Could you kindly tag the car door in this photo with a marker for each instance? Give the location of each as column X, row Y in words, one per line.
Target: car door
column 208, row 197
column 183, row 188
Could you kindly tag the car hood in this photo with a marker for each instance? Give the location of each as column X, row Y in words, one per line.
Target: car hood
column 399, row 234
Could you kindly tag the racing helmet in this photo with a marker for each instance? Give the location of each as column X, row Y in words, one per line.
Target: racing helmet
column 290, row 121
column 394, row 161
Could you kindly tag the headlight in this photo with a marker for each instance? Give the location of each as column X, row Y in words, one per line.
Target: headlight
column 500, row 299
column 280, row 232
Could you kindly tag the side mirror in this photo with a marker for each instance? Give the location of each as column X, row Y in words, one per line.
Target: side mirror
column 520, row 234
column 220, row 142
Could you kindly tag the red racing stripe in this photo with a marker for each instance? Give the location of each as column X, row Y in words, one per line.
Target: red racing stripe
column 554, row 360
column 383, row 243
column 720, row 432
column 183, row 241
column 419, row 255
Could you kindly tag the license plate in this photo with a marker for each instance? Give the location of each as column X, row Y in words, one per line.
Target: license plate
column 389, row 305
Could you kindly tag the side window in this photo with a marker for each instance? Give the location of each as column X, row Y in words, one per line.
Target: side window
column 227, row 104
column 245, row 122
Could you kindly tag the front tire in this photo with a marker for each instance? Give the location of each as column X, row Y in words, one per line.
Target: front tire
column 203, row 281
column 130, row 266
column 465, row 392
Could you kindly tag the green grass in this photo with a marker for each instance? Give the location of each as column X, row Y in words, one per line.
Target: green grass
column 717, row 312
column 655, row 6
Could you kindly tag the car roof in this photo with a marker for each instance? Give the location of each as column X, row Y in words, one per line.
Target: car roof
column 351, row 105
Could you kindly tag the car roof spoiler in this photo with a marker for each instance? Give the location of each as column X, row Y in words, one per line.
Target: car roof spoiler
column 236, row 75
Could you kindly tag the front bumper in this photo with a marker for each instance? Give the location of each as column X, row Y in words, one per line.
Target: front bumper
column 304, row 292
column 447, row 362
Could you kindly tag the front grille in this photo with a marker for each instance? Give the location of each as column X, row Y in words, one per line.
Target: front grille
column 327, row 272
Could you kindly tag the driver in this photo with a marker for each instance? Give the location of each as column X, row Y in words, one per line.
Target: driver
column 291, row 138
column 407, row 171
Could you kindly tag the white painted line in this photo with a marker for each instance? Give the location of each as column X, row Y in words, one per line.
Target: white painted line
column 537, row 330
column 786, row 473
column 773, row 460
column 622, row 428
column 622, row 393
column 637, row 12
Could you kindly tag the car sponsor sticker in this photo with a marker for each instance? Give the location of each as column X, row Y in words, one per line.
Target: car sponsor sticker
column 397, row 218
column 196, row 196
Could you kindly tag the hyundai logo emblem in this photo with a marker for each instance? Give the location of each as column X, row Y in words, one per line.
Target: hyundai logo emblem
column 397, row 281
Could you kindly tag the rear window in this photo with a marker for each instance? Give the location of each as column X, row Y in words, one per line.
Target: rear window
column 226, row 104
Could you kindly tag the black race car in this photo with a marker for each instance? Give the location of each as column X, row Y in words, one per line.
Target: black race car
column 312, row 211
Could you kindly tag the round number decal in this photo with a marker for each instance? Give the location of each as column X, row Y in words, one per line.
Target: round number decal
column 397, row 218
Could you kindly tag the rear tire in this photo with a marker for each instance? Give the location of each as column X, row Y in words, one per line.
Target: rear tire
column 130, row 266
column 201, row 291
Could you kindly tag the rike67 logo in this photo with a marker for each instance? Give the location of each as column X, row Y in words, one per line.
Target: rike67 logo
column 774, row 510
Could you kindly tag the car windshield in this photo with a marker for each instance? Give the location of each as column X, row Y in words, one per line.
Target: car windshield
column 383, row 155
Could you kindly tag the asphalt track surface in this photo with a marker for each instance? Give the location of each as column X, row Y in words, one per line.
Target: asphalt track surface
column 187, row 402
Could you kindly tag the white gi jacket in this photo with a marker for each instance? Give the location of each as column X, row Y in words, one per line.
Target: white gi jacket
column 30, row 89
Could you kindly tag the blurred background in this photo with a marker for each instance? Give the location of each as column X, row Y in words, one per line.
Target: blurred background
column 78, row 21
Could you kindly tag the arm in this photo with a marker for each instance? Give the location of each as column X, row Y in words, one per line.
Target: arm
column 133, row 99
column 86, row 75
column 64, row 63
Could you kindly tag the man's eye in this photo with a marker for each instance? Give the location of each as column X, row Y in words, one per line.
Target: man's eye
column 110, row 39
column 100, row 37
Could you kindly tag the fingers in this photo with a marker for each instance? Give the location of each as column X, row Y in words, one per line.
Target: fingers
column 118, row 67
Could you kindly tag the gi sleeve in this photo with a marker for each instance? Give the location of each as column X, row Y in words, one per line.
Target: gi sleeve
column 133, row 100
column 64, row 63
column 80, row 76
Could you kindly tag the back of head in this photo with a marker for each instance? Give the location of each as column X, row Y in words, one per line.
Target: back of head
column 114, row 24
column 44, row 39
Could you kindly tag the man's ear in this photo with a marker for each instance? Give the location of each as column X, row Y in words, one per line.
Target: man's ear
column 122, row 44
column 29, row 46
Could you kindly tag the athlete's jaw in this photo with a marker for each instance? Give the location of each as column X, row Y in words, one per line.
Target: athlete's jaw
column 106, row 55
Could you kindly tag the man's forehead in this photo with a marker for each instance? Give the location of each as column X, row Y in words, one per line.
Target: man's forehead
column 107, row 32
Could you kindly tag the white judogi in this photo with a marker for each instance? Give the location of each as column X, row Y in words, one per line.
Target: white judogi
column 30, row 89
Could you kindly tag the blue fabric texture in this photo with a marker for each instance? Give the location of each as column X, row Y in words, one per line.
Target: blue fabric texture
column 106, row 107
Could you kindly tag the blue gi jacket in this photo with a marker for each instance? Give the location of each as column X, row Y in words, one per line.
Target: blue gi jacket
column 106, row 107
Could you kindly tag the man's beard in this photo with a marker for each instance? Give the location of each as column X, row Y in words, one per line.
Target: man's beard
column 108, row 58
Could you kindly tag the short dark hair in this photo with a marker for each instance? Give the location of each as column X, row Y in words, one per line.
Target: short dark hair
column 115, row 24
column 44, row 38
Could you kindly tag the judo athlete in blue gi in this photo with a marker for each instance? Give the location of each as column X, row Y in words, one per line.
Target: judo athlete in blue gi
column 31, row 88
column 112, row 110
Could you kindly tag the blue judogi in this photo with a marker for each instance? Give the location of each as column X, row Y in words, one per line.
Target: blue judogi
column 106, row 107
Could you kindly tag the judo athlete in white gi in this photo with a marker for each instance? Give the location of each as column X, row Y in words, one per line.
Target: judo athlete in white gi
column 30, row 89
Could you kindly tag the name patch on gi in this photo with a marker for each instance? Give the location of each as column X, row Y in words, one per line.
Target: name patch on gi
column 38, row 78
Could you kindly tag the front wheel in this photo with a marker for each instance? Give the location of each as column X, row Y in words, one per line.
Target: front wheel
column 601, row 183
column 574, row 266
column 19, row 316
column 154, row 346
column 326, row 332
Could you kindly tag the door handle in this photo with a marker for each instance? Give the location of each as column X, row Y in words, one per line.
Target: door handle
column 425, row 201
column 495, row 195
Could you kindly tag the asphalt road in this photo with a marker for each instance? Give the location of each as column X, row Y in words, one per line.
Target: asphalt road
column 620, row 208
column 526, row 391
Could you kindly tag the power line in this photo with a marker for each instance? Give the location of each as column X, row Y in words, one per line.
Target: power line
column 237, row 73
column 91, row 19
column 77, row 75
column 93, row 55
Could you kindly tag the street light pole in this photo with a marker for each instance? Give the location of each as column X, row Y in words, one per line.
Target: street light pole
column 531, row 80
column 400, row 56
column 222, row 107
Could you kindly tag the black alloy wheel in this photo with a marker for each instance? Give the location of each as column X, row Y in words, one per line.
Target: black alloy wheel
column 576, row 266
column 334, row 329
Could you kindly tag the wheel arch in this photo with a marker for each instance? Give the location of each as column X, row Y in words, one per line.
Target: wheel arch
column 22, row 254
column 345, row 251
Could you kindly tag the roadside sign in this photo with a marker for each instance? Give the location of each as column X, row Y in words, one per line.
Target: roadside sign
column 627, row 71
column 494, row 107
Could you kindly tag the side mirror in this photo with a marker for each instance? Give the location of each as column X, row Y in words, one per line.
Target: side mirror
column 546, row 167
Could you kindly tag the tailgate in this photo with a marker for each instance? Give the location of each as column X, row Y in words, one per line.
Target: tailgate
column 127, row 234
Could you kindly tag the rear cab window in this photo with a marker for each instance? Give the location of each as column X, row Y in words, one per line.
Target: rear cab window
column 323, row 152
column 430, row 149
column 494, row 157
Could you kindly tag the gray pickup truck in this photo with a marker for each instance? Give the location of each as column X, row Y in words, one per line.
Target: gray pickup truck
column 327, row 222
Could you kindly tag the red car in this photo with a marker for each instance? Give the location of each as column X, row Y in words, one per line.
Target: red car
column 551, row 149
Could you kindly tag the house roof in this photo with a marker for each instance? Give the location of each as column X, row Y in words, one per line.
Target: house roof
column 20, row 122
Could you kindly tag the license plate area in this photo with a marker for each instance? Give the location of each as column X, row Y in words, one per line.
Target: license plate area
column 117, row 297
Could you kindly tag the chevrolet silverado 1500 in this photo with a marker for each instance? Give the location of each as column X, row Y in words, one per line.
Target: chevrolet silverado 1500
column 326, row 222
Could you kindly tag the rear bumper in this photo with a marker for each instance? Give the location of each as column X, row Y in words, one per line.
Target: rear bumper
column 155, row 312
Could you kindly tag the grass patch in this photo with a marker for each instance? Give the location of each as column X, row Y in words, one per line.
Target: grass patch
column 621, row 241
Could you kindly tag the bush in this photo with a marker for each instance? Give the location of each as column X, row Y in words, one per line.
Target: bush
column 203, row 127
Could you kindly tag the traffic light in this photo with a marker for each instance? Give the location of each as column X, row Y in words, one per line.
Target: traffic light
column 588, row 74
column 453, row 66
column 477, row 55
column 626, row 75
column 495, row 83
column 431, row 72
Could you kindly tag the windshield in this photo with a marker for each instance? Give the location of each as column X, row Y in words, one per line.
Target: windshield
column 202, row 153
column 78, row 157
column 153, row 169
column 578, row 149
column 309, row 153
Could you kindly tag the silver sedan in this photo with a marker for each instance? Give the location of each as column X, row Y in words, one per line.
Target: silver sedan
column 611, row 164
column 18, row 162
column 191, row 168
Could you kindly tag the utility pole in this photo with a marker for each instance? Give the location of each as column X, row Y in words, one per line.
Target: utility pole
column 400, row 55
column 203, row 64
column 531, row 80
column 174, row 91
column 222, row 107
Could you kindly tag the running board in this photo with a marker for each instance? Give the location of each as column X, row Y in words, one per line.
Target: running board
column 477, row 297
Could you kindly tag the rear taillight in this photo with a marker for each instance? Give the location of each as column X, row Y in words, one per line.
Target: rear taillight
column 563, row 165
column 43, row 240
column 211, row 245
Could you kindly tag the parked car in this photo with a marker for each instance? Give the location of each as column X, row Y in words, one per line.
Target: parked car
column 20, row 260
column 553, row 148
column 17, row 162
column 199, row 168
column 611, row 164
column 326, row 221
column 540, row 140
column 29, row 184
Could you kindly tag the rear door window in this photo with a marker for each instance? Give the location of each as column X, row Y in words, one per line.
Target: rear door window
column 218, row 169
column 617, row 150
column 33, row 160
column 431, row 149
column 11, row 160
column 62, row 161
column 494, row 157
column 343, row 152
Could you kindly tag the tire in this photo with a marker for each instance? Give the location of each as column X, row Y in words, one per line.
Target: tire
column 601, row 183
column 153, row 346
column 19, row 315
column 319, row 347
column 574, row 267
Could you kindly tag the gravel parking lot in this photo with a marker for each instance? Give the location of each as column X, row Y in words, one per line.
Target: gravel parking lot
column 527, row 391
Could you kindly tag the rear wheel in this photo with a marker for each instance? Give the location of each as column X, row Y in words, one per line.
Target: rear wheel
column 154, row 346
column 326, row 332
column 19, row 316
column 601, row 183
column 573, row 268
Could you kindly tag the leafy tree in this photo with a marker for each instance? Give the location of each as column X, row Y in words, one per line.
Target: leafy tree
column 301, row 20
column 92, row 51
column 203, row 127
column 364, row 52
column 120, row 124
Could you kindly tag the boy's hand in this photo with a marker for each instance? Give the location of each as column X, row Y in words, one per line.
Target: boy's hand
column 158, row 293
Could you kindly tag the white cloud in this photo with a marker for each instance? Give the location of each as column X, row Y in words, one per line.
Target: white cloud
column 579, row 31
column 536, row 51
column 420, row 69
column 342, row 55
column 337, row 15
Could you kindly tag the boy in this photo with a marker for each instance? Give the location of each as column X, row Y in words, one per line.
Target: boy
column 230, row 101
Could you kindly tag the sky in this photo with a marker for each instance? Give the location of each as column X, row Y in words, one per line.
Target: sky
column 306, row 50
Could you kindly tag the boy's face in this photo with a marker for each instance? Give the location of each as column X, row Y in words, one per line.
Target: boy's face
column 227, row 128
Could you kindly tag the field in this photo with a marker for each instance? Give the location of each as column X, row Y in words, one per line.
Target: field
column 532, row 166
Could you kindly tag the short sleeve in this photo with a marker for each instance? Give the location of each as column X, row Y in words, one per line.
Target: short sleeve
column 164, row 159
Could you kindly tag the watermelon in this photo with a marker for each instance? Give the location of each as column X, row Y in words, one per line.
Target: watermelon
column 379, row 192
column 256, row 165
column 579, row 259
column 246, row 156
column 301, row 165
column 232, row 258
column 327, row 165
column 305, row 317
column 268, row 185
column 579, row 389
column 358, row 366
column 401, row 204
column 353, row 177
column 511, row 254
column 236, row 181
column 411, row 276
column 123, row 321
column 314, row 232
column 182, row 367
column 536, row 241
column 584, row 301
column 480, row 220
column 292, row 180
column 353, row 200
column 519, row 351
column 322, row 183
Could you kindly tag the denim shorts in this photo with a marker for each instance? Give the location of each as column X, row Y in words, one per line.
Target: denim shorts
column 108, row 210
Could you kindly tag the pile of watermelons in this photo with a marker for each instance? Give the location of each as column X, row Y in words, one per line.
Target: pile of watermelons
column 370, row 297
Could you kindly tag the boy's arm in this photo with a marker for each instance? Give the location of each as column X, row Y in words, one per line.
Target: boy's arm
-=-=-=-=-
__Exercise brief__
In the entries above, the lines between the one holding "Could you kindly tag the front grille" and the one holding "Could you kindly tag the rike67", inclusive, are to be printed exactly as written, and those alone.

__Solution to this task__
Could you kindly tag the front grille in this photo with a marker for each instance? Give the location of each as column X, row Y in words, one per line.
Target: front grille
column 327, row 272
Could you kindly tag the driver in this photo with a marker for each instance? Give the location of each as column X, row Y in words, one per line.
Target: driver
column 291, row 138
column 407, row 171
Could you kindly tag the white painted line in this photo with a marker for each instance? Give the location of each as column X, row Y in words, one per line.
Target: white painted line
column 537, row 330
column 786, row 473
column 773, row 460
column 622, row 428
column 622, row 393
column 637, row 12
Could you kindly tag the car sponsor sticker in this photo with a marker for each instance? Give the location of each as column X, row Y in words, one per line.
Target: car sponsor sticker
column 397, row 218
column 196, row 196
Could you kindly tag the hyundai logo emblem in this photo with a marker for each instance? Give the location of each as column X, row Y in words, one per line.
Target: hyundai logo emblem
column 397, row 281
Could you kindly tag the rear window in this photo with a marker for each instance? Give the location of each as column X, row Y in words, one per line.
Target: rear window
column 226, row 104
Could you kindly tag the black race car in this photo with a marker for each instance? Give the location of each as column X, row Y in words, one per line.
Target: black race car
column 312, row 211
Could you kindly tag the round number decal in this photo with a marker for each instance? Give the location of each as column X, row Y in words, one per line.
Target: round number decal
column 397, row 218
Could you kindly tag the rear tire in this photo with a marker for each instance? Give the location of each as column X, row Y in words, one per line.
Target: rear tire
column 130, row 266
column 201, row 291
Could you kindly tag the rike67 logo in this photo with a marker for each instance? Give the location of each as column X, row Y in words, one per line.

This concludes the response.